| AIM |
The records below are to be repeated in full, exactly as they are.

| GIVEN DATA |
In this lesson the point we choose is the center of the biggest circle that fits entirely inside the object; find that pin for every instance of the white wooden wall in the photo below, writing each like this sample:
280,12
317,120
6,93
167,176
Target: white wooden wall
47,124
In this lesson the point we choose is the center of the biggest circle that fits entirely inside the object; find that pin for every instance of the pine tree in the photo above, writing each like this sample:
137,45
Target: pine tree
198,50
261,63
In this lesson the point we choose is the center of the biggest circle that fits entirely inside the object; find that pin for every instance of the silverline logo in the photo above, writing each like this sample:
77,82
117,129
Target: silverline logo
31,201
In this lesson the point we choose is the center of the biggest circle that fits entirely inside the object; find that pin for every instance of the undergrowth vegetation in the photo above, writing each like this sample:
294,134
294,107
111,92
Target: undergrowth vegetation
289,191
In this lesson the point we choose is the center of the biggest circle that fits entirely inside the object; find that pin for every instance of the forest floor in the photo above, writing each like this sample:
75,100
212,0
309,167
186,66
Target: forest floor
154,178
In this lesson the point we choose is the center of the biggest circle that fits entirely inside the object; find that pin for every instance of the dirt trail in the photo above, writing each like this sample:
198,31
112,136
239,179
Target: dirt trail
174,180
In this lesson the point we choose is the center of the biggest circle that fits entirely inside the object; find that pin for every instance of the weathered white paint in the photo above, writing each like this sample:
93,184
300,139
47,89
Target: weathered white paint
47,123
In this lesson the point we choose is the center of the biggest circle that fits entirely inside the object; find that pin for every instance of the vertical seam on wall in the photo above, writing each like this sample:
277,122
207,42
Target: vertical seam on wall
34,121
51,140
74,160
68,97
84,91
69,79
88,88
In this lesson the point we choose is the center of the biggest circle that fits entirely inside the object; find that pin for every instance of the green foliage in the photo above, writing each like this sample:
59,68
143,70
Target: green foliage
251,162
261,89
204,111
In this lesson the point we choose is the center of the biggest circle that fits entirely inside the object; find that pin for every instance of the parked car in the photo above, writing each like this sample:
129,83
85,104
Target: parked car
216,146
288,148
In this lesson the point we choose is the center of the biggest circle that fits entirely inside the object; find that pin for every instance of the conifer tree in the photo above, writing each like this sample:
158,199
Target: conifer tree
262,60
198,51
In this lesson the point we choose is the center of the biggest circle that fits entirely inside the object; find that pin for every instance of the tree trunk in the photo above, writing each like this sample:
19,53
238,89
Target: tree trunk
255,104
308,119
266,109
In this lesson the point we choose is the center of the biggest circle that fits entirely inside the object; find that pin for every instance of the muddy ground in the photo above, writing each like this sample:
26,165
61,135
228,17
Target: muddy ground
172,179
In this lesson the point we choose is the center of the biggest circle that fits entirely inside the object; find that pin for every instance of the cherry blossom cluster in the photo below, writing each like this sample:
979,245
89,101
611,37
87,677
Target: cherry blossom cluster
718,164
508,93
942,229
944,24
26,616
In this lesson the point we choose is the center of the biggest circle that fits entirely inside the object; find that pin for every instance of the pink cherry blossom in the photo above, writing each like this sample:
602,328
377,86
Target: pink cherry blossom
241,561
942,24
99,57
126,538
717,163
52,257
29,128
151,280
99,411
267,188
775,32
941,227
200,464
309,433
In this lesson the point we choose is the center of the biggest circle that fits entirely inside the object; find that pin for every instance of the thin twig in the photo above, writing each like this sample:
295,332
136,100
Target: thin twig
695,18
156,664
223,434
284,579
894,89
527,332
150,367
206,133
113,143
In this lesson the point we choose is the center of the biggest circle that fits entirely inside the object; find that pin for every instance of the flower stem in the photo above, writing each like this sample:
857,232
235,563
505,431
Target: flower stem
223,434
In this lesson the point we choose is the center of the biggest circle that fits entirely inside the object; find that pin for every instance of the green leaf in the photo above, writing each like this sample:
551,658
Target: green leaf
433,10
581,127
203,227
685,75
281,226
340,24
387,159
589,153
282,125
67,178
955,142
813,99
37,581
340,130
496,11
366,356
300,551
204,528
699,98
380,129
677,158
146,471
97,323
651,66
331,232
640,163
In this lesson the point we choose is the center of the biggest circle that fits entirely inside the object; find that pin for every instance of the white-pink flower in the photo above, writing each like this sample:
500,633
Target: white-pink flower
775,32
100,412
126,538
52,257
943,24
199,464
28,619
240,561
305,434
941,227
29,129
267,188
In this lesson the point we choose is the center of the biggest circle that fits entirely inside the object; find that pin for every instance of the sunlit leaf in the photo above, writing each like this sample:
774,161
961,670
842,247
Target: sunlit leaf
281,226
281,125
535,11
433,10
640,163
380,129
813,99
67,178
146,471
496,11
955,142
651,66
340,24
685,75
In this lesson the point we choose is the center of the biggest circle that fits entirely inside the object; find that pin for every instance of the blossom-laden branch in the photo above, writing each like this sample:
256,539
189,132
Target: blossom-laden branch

| CORRECT RESPONSE |
In this lesson the point we choose is the center of the biggest circle that fits entirely inside the object; find that pin for every instance of the white wooden wall in the photo below, writing each like this sample:
280,12
317,120
6,93
167,176
Target: white wooden wall
47,124
In this lesson the point we choose is the center of the biggest circle that fits entirely inside the object; find that pin for every instance of the pine tree in the photo above, writing each like this sample:
137,45
Target: pine tree
198,50
261,63
In this lesson the point we choose is the center of the biggest circle that fits entirely inside the object; find that pin for every instance of the silverline logo in the photo above, writing each like this sample:
77,82
117,129
Target: silverline logo
31,201
In this lesson the point we choose is the center of the biggest circle that fits entirely inside the object; find that pin for every instance of the undergrowth vegetation in the photo above, writing each like this sample:
294,134
294,107
111,92
Target: undergrowth vegetation
289,191
In this lesson the point we choose is the center of the biggest circle that fits entirely inside the object; find that pin for every instance of the forest floor in the photo above, writing each like this sample:
75,100
212,0
309,167
186,66
Target: forest floor
154,178
In this lesson the point we choose is the center of the biggest circle that fits entirely inside the object; find that pin for every instance of the dirt trail in the photo above, writing each like this sample:
198,31
112,136
239,179
Target: dirt trail
174,180
In this lesson the point we choose is the center of the biggest circle that fits entirely inside the object; find that pin for every instance of the weathered white paint in the photo above, writing each like this sample:
93,184
300,139
47,89
Target: weathered white paint
47,123
In this lesson the point we choose is the center of the biggest circle that fits entirely inside the object; find that pin for every instance of the vertical seam on wall in the photo above, writing each like this sample:
277,122
207,42
Target: vertical seam on wall
34,121
51,140
74,160
68,97
84,91
69,79
88,88
In this lesson the point we choose is the center of the biggest circle that fits entirely inside the object; find that pin for every instance of the green foliage in the photo above, writing each like this sample:
59,68
143,70
Target: green foliage
251,162
261,89
204,111
In this lesson the point we choose is the center of the biggest circle that fits entirely inside the object; find that pin for every instance of the parked car in the photo above, writing each like this sample:
129,83
85,104
Target: parked car
216,146
288,148
In this lesson the point we choose is the center of the biggest circle that fits entirely inside the object; find that pin for every instance of the conifer tree in the photo above, writing each like this sample:
158,199
Target: conifer tree
262,60
198,51
In this lesson the point we choose is the center of the biggest circle that fits entirely inside the object; find that pin for every instance of the tree trunk in the photo above, writing each like this sample:
19,53
238,89
Target: tree trunk
255,104
308,119
266,109
In this lesson the point we choose is the center of the biggest circle that fits entirely inside the object; find that pin for every instance of the muddy ground in the photo above, writing each like this sample:
26,165
61,135
228,17
Target: muddy ground
172,179
In this lesson the point we choose is the center of the biggest circle that fits entirely inside the object; find that pin for every instance of the cherry blossom cluster in the photo below, writing each like this sample:
979,245
89,101
611,37
87,677
Target: cherry blossom cluster
718,164
508,93
942,229
944,24
26,616
In this lesson the point we choose is the center of the biggest circle that fits entirely inside the object; find that pin for every instance of the pink cherry blossom in the photo above, writing each like this sample:
602,328
377,86
Target: pink cherry blossom
241,561
942,24
99,57
126,538
717,163
52,257
29,128
151,280
99,411
267,188
775,32
941,227
200,464
309,433
In this lesson the point we choose is the center of the biggest circle that fits entirely inside the object; find that pin for every instance of the thin twig in the photo above, writing each like this sample:
295,332
136,100
Target: thin twig
695,18
156,664
223,434
284,579
894,89
527,332
150,367
206,133
113,143
In this lesson the point we choose is the center of the biggest circle that fits entirely inside the object; find that pin for every instance of the flower stem in the photo above, writing each like this sample:
857,232
235,563
505,431
Target: flower stem
223,434
In this lesson the point we choose is the center of the biggest circle that fits entirely inside the object; find that pin for every instance of the green leaf in the photo above, writing each like this sample:
551,658
Target: green leaf
433,10
581,127
203,227
685,75
281,226
340,24
387,159
589,153
282,125
67,178
955,142
813,99
37,581
340,130
496,11
366,356
300,551
204,528
699,98
380,129
677,158
146,471
97,323
651,66
331,232
640,163
In this lesson the point we choose is the center of the biggest circle that fits entirely inside the object; find that pin for every instance of the white-pink flower in the photo above, writing each like this sample:
500,633
Target: white-pink flower
775,32
100,412
126,538
52,257
943,24
199,464
28,619
240,561
305,434
941,227
29,129
267,188
In this lesson the point we choose is the center of the biggest circle that fits entirely inside the object; find that pin for every instance of the sunlit leaf in the photo above, writing each like this sample:
774,161
961,670
842,247
Target: sunlit leaf
281,226
281,125
535,11
433,10
640,163
380,129
813,99
67,178
146,471
496,11
955,142
651,66
340,24
685,75
In this lesson the point we choose is the center of the biggest circle that fits entirely inside the object; find that pin for every instance of the blossom-laden branch in the photo above, writing each like this sample:
256,539
189,132
Target: blossom-laden branch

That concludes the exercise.